Repeat exactly, and only, the lines from the one containing "Task: annotate every instance of the dark water" through the end of the records.

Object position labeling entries
— Start —

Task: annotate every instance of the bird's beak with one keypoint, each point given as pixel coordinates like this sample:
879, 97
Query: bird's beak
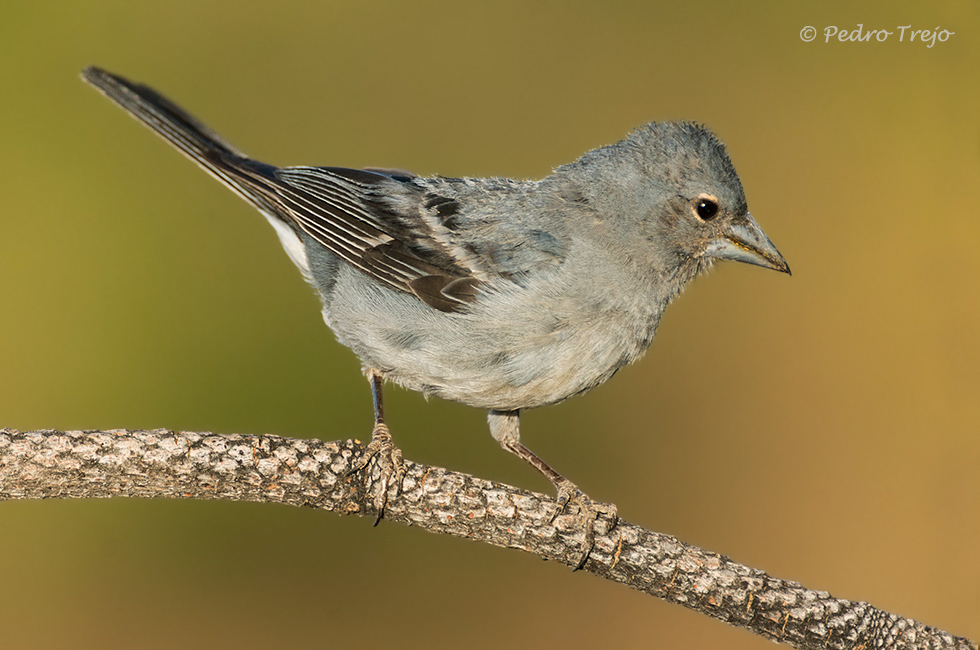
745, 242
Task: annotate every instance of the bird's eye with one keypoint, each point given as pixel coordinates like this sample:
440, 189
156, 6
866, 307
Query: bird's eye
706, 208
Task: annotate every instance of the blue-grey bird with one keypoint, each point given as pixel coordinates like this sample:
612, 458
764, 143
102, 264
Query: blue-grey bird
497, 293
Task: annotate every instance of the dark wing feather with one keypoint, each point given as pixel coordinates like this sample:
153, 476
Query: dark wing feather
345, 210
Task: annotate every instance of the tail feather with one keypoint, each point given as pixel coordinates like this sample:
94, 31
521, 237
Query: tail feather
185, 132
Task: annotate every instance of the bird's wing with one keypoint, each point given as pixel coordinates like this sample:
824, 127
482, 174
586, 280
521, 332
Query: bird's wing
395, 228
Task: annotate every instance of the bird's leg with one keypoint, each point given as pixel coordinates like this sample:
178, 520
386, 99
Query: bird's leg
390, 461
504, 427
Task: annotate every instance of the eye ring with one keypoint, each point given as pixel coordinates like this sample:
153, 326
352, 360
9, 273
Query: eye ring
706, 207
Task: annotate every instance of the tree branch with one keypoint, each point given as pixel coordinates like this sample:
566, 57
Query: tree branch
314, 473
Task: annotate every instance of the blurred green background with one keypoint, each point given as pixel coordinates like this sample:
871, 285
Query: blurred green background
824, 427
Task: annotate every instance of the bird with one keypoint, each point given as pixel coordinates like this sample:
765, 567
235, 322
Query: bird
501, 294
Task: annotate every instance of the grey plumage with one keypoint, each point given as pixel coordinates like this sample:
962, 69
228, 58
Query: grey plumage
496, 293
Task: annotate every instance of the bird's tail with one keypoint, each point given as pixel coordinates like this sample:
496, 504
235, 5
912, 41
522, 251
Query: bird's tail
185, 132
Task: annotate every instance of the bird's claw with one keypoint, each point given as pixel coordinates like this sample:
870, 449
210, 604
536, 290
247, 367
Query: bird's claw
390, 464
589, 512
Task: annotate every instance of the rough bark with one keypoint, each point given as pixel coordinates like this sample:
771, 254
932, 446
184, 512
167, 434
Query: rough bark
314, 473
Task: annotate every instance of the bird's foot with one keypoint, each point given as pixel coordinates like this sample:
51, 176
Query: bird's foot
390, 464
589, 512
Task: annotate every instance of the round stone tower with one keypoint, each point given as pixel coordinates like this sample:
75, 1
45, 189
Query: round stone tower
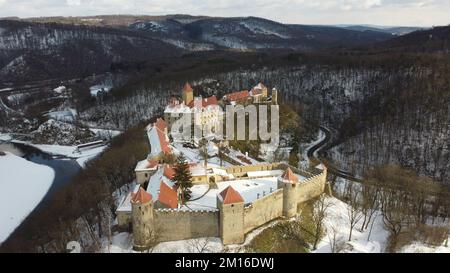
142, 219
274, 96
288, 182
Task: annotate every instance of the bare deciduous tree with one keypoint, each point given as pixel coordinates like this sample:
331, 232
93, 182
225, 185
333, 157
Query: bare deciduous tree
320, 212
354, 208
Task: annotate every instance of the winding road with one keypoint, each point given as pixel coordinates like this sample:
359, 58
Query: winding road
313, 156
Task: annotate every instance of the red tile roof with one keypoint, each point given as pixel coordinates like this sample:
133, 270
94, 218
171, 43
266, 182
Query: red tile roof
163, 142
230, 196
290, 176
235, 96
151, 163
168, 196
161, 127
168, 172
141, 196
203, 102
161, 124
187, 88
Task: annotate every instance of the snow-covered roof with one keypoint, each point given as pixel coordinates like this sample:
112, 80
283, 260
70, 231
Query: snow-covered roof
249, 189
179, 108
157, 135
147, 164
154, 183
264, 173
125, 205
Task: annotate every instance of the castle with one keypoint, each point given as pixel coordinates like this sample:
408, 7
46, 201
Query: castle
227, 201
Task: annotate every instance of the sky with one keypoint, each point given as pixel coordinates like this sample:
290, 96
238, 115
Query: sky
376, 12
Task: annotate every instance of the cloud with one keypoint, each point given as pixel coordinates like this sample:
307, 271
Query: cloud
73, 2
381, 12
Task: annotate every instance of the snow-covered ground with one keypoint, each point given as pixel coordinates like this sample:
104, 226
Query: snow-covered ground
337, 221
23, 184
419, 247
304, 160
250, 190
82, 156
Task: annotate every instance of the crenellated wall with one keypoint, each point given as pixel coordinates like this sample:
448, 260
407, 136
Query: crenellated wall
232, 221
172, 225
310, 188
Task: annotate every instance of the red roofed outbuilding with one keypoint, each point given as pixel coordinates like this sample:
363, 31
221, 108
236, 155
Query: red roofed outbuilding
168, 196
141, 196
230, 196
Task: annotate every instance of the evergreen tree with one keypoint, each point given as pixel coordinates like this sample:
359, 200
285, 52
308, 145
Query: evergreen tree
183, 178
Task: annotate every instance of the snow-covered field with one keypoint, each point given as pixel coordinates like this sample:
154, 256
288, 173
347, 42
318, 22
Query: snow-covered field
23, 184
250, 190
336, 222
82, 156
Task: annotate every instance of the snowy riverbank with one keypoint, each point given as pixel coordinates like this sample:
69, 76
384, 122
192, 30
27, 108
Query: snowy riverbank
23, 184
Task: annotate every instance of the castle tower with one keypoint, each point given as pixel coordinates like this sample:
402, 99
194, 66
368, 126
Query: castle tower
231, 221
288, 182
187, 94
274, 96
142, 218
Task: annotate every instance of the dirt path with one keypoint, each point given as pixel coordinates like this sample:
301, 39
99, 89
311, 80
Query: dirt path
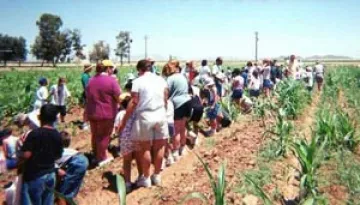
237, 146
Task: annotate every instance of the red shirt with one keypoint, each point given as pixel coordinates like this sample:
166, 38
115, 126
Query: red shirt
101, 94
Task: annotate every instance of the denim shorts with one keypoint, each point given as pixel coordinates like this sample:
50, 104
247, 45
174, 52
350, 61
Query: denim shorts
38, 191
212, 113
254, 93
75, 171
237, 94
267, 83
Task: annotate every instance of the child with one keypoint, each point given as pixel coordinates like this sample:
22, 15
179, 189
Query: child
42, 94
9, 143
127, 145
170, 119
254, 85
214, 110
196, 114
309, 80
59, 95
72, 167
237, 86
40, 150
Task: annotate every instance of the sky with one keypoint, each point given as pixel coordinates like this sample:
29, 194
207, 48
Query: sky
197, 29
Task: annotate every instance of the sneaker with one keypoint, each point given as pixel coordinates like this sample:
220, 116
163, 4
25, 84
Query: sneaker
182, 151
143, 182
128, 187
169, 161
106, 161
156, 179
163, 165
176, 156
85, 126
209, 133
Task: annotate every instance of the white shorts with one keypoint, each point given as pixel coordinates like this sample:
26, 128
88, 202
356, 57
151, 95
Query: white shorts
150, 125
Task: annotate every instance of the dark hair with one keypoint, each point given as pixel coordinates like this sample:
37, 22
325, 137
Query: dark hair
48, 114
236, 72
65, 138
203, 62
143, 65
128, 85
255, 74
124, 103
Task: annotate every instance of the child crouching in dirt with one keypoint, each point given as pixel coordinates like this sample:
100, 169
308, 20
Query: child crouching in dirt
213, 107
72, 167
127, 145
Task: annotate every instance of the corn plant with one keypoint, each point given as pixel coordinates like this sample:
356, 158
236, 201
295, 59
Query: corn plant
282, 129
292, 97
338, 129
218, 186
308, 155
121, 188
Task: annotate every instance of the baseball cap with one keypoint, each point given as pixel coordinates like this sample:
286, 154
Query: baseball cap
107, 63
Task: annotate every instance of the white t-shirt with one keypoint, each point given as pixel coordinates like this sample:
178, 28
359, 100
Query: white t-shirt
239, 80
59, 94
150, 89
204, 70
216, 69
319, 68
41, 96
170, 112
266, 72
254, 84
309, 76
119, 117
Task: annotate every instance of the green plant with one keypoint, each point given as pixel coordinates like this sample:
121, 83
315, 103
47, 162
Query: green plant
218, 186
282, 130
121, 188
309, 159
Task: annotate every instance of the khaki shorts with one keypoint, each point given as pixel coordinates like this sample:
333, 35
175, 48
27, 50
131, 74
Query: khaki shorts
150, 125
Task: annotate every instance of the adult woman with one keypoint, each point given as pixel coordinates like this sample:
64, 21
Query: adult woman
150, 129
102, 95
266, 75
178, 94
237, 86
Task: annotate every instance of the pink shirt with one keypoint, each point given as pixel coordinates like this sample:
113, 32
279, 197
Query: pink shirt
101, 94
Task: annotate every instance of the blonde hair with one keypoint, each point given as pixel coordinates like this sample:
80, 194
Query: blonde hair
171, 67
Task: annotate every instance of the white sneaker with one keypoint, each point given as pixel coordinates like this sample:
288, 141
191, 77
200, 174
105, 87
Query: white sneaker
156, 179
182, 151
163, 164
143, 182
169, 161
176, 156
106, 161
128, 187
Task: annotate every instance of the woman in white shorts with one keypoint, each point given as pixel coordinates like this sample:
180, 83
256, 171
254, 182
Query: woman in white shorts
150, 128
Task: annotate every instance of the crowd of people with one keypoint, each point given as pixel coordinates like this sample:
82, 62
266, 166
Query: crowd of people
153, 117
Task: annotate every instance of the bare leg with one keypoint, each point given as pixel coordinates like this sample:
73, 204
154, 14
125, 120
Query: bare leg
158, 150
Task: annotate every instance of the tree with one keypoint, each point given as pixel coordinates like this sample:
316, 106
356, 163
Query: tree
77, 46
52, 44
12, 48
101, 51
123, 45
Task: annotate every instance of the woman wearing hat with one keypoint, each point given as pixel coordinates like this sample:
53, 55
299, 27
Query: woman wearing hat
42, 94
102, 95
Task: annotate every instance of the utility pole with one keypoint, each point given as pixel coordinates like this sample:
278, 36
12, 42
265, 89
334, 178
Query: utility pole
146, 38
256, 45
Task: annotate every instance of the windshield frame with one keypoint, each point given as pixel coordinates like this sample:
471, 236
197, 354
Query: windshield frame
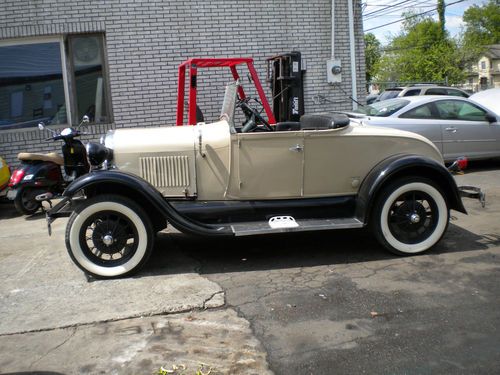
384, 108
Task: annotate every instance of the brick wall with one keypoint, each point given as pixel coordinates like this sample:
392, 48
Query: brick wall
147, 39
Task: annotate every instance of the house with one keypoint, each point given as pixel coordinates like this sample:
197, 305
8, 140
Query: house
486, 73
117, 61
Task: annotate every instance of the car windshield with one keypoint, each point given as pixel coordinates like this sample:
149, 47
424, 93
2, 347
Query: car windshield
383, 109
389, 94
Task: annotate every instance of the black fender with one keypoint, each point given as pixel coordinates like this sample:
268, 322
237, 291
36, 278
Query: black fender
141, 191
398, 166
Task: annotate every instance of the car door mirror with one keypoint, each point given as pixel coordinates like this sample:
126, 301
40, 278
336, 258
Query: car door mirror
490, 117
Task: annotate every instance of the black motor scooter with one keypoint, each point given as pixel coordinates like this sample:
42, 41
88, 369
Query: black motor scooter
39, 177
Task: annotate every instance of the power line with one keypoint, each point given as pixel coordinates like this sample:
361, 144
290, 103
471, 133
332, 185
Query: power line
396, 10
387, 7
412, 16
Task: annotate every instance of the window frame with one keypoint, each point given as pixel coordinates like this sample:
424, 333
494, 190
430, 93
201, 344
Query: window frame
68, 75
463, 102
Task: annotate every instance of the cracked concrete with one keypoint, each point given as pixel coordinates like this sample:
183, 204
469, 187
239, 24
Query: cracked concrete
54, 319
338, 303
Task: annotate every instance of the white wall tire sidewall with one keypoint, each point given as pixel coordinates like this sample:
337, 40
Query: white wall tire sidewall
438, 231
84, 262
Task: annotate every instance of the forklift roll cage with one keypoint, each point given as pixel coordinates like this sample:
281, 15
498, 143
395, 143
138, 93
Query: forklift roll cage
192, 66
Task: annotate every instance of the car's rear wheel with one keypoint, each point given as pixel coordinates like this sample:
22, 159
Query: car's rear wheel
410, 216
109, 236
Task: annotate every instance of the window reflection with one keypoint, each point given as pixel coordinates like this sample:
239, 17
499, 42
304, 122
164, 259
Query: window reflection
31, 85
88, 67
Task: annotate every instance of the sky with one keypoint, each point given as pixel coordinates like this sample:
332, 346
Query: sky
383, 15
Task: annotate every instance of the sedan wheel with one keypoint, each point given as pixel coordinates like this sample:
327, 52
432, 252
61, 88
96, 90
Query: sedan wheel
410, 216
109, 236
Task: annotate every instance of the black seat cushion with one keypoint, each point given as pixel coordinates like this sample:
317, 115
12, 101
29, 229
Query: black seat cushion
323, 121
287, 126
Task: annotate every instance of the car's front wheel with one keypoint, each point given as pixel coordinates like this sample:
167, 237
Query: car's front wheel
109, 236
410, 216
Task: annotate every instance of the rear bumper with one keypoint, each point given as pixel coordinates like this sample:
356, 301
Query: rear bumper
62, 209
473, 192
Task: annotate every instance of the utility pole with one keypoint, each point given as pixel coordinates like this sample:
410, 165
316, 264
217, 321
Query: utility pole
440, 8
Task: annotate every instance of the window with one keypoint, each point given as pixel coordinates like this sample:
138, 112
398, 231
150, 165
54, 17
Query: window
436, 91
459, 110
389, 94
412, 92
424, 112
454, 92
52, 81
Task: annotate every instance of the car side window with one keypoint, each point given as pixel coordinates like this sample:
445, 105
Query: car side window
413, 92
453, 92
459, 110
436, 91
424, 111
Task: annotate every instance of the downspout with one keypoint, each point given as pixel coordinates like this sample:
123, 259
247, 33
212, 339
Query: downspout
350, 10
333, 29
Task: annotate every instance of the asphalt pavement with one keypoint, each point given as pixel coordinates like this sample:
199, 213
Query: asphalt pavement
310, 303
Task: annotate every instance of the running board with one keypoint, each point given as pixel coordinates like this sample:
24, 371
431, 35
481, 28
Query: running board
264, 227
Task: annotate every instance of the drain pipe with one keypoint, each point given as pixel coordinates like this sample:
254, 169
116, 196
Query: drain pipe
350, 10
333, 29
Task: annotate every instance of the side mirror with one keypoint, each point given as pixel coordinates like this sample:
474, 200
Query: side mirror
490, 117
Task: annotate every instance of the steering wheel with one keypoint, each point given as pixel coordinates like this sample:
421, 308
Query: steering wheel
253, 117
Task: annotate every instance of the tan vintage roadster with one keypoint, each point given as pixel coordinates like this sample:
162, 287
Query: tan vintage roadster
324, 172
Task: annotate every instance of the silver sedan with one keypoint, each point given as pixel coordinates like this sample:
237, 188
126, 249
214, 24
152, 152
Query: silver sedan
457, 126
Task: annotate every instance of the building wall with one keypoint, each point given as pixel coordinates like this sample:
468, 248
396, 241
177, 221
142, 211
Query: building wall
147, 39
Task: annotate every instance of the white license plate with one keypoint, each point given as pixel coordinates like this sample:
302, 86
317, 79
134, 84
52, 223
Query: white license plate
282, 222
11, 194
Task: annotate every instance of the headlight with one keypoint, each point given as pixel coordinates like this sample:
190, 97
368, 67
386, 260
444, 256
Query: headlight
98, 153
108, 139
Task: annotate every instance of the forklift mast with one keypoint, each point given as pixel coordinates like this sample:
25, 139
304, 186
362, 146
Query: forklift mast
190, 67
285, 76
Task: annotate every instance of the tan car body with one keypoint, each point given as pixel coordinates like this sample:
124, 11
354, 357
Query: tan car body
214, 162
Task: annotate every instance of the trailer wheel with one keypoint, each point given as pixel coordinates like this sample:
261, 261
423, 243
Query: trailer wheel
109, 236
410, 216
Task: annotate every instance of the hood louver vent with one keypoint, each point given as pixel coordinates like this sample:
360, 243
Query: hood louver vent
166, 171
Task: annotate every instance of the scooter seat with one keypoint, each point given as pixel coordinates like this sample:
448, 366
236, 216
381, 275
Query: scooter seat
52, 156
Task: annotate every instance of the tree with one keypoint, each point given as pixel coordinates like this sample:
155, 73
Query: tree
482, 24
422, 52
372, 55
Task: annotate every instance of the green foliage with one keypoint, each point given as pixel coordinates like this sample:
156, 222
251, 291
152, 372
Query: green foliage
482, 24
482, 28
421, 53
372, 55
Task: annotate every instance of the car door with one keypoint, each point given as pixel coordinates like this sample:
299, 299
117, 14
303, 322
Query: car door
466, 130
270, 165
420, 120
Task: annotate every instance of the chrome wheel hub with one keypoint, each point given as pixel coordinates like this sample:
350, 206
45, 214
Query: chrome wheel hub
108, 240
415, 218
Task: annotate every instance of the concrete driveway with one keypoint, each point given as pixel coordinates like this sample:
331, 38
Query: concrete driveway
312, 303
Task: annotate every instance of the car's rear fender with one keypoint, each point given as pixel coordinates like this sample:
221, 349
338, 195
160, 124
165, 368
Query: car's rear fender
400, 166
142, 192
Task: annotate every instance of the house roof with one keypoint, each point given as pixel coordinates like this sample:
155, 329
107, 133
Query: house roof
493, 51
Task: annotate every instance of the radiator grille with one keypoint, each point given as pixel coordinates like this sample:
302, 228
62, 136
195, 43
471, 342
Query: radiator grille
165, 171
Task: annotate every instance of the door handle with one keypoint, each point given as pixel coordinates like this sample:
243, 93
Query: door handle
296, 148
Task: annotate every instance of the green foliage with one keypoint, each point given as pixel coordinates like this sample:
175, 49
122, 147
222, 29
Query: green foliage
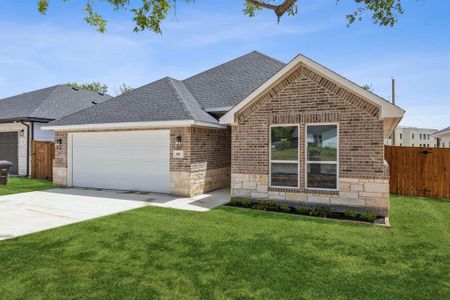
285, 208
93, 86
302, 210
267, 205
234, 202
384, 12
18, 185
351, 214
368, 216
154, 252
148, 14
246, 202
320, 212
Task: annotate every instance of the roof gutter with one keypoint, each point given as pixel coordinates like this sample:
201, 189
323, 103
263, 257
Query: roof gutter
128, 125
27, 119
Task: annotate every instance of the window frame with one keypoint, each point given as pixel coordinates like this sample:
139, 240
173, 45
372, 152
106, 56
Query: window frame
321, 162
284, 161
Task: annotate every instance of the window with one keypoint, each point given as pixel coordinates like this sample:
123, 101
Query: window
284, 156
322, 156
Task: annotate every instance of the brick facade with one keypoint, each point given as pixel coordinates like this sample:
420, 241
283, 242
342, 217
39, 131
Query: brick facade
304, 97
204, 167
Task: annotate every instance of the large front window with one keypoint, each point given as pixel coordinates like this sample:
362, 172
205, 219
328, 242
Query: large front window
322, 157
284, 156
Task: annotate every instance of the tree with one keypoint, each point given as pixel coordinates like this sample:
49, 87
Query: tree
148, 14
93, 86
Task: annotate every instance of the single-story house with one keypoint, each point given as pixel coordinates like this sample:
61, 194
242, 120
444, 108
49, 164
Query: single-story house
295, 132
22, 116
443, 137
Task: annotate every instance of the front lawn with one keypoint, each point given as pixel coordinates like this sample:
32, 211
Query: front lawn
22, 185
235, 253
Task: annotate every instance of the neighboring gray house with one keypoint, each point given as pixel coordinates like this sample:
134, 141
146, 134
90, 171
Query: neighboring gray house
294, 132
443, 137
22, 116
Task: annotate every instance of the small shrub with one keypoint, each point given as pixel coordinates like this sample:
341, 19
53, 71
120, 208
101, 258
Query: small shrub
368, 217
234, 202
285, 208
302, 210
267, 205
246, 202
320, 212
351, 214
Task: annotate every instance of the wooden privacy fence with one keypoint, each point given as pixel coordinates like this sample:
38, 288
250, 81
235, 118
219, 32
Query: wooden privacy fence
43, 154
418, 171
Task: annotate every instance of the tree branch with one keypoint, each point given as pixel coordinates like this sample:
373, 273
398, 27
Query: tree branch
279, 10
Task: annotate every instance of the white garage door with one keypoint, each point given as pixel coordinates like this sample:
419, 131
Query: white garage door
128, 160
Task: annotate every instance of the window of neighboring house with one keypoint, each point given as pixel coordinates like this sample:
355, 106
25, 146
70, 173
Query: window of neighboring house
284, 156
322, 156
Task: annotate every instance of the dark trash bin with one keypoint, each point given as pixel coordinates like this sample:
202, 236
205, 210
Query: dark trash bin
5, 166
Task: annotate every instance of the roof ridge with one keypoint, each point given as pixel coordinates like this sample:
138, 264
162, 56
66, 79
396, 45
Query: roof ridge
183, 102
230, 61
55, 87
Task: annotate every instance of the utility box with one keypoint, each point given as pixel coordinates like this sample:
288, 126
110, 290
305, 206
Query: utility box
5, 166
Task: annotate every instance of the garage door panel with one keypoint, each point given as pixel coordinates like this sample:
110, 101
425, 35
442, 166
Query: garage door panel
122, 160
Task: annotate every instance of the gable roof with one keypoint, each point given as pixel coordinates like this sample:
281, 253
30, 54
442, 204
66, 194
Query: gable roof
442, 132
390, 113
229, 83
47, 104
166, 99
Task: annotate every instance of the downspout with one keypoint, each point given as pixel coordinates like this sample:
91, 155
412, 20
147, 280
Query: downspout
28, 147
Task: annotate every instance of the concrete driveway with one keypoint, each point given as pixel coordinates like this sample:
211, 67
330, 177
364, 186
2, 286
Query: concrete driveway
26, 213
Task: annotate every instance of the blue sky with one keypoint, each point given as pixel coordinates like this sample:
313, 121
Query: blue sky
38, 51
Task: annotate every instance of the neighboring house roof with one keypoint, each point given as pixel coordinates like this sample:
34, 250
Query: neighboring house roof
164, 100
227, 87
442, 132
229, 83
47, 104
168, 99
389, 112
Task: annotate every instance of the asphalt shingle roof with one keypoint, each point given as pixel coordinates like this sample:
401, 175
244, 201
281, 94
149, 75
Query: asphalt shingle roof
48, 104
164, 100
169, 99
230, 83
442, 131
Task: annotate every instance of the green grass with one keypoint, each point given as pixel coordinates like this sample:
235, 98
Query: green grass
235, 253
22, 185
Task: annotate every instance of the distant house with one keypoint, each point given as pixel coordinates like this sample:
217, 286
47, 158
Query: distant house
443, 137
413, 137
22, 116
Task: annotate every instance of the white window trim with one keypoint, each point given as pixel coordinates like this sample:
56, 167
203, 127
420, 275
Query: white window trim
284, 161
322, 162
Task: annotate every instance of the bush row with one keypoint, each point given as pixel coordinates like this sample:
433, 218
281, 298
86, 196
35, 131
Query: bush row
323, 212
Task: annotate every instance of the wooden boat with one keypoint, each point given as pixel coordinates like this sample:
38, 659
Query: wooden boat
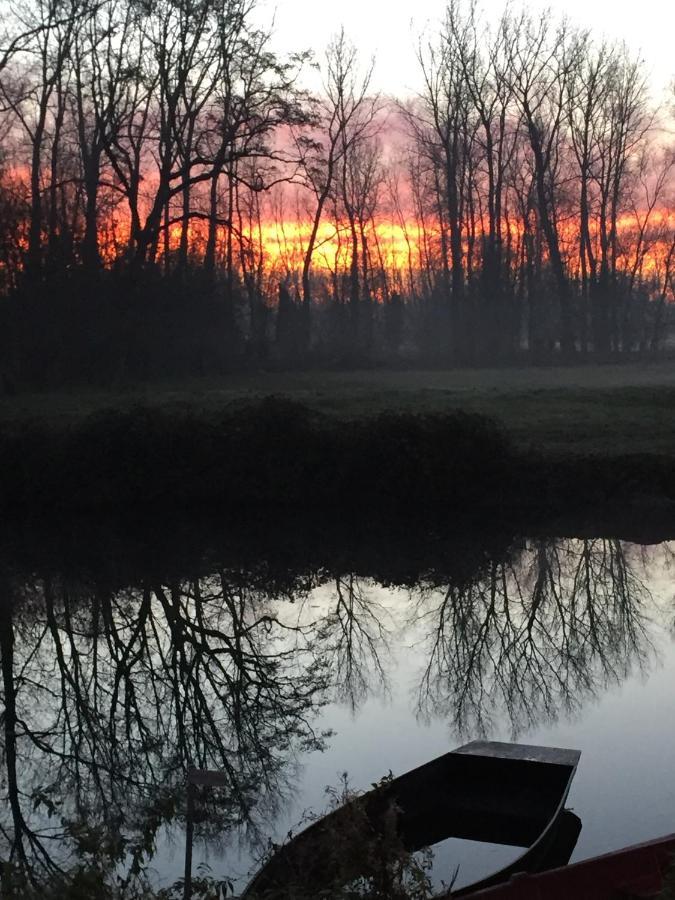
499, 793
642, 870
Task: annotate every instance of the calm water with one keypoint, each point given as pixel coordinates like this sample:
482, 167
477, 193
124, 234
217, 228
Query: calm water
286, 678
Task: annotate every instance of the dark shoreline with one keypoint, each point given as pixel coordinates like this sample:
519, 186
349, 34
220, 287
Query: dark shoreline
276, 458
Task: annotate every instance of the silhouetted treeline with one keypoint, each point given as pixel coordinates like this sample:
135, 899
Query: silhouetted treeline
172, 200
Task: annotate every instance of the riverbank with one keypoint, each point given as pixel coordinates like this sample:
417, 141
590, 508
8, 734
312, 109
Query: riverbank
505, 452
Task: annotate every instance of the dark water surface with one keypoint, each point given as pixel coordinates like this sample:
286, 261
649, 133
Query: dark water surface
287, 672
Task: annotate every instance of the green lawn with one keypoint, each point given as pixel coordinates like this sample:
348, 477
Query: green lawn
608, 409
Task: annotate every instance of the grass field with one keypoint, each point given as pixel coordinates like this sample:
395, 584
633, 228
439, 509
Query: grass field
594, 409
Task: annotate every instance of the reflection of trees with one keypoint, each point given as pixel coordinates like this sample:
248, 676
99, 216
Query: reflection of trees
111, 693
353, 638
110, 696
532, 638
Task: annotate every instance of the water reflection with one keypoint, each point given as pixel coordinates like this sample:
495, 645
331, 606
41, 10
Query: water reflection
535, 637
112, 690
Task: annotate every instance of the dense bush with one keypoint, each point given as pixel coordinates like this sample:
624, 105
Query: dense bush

— End —

Output for this exercise:
Task: annotate every instance of the dark water surface with one keypoint, each point given as pixel coordinates like this sample:
286, 261
649, 133
Query: dark water surface
287, 672
Task: annotate every instance of the green lawn with one keypoint, each point given as pixel coordinates like this sample:
348, 477
Query: green lawn
608, 409
Task: annotate every instance of the grass field with one keypoint, each point given as pixel coordinates like this sample:
395, 584
633, 228
439, 509
Query: grass field
594, 409
Task: annotate every instance of the reflection of trees with one keypoint, each point given as pixel coordinates like this sample:
248, 676
99, 216
Query: reflection of trees
111, 693
353, 638
110, 696
532, 638
Task: annotate every instance of the water reflection with one keypoint, each point given as pixel coordinates like this sample:
495, 645
331, 606
41, 10
Query: water reflection
535, 637
112, 690
Task: annotate every instance of the dense bush with one keypoint, each point given as pixel coordinates like this sample:
624, 105
Query: dense bush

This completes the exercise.